━━ Study text ━━
The four hours flew by for me – might have seemed longer for them – but grabbed a nice buffet lunch and headed back to Paddington station only 3 minutes away. Perfect placement for me. Then off for a meeting with an agency to discuss a conference that is happening next month and the agenda, presentations and the like need to be decided and sorted. Three hours flew by and hopefully much was decided so it felt a worthwhile meeting as opposed to the pointless work-avoidance, decision-revision scenarios they so often are as I may have mentioned.

Then straight to the train station and uptown to a burlesque show via Pizza Express. Oh yes, it was a great day from beginning to end. Full on to full off (apart from nipple tassels) and loving every second.

I am a freelance Consultant to a number of different businesses and with holidays etc I am having to play catch up and working shedloads. Which I enjoy. And the other day was a day of ups and downs and headbanging frustration but a great rollercoaster ride nonetheless.

It started with reviewing materials on the computer – calm, quiet, introvert inspection. It moved to meeting to agree a position between three of us and was an enjoyable discussion and meeting of minds. It then moved on to the telecon from hell. Four of us on the line from the UK and half a dozen or so elsewhere. But obviously not all there at the start. No we have the usual revisiting of decisions already taken in the first 15 minutes, followed by a realisation that the key player isn’t actually on the phone so no decision can be taken.

But we all took a decision a few days ago, why can’t we stick with that? Nothing’s changed. Then someone else joins the call. And introduces a whole new, incoherent element to the proceedings. We discover this is actually someone very senior whose views we should listen to but I have got to the point of no return. I am trying to interrupt the ramblings but am not getting anywhere until he decides to draw breath. By which time I am seething with anger at what I see as lack of clarity and vision from someone so high up and that’s it. I’m on my feet and yelling in to the speakerphone. i am invoking company mission statements in a bid to get them to understand that what they are suggesting is unacceptable to their own company, not just me. I rail for a good minute. And there is complete silence at the other end.
━━━
Copy out the workday account above in full, word for word.
━━ Data under study ━━
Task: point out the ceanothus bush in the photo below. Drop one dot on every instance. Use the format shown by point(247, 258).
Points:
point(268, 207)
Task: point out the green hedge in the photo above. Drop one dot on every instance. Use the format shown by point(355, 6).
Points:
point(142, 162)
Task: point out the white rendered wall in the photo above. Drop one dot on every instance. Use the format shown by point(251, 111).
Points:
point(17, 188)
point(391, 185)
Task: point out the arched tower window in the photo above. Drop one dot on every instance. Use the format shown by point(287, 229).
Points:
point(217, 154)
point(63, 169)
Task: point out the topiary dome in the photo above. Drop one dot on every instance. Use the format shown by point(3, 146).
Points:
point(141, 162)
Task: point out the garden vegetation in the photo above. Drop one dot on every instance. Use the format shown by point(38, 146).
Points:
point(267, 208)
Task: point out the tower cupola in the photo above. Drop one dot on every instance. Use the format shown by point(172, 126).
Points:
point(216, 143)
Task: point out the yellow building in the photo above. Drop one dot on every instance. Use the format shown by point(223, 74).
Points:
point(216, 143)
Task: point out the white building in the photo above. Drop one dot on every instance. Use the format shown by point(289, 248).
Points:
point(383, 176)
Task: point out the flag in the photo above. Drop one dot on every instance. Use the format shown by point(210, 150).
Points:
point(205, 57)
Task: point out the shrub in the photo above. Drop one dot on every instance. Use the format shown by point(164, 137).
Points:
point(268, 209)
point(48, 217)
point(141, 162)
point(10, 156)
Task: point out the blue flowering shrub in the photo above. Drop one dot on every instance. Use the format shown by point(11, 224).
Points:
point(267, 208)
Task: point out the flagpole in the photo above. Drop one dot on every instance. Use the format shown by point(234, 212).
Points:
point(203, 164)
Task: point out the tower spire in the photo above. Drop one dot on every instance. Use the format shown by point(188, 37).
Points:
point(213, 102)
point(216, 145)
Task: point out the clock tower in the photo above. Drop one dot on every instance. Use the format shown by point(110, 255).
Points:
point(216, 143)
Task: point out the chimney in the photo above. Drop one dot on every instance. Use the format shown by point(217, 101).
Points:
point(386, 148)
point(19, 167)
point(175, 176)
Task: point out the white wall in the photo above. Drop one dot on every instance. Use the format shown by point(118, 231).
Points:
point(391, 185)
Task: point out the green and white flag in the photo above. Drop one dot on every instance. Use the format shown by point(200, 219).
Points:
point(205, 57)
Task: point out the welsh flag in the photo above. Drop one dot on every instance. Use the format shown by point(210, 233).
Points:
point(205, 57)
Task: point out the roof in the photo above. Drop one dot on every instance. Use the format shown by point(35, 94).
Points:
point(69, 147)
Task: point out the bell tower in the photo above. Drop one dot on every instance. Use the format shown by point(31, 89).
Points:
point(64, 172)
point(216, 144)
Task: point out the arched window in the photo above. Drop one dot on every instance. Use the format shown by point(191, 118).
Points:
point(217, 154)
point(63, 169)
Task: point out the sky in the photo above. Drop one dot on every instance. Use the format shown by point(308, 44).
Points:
━━━
== Completed exercise ==
The four hours flew by for me – might have seemed longer for them – but grabbed a nice buffet lunch and headed back to Paddington station only 3 minutes away. Perfect placement for me. Then off for a meeting with an agency to discuss a conference that is happening next month and the agenda, presentations and the like need to be decided and sorted. Three hours flew by and hopefully much was decided so it felt a worthwhile meeting as opposed to the pointless work-avoidance, decision-revision scenarios they so often are as I may have mentioned.

Then straight to the train station and uptown to a burlesque show via Pizza Express. Oh yes, it was a great day from beginning to end. Full on to full off (apart from nipple tassels) and loving every second.

I am a freelance Consultant to a number of different businesses and with holidays etc I am having to play catch up and working shedloads. Which I enjoy. And the other day was a day of ups and downs and headbanging frustration but a great rollercoaster ride nonetheless.

It started with reviewing materials on the computer – calm, quiet, introvert inspection. It moved to meeting to agree a position between three of us and was an enjoyable discussion and meeting of minds. It then moved on to the telecon from hell. Four of us on the line from the UK and half a dozen or so elsewhere. But obviously not all there at the start. No we have the usual revisiting of decisions already taken in the first 15 minutes, followed by a realisation that the key player isn’t actually on the phone so no decision can be taken.

But we all took a decision a few days ago, why can’t we stick with that? Nothing’s changed. Then someone else joins the call. And introduces a whole new, incoherent element to the proceedings. We discover this is actually someone very senior whose views we should listen to but I have got to the point of no return. I am trying to interrupt the ramblings but am not getting anywhere until he decides to draw breath. By which time I am seething with anger at what I see as lack of clarity and vision from someone so high up and that’s it. I’m on my feet and yelling in to the speakerphone. i am invoking company mission statements in a bid to get them to understand that what they are suggesting is unacceptable to their own company, not just me. I rail for a good minute. And there is complete silence at the other end.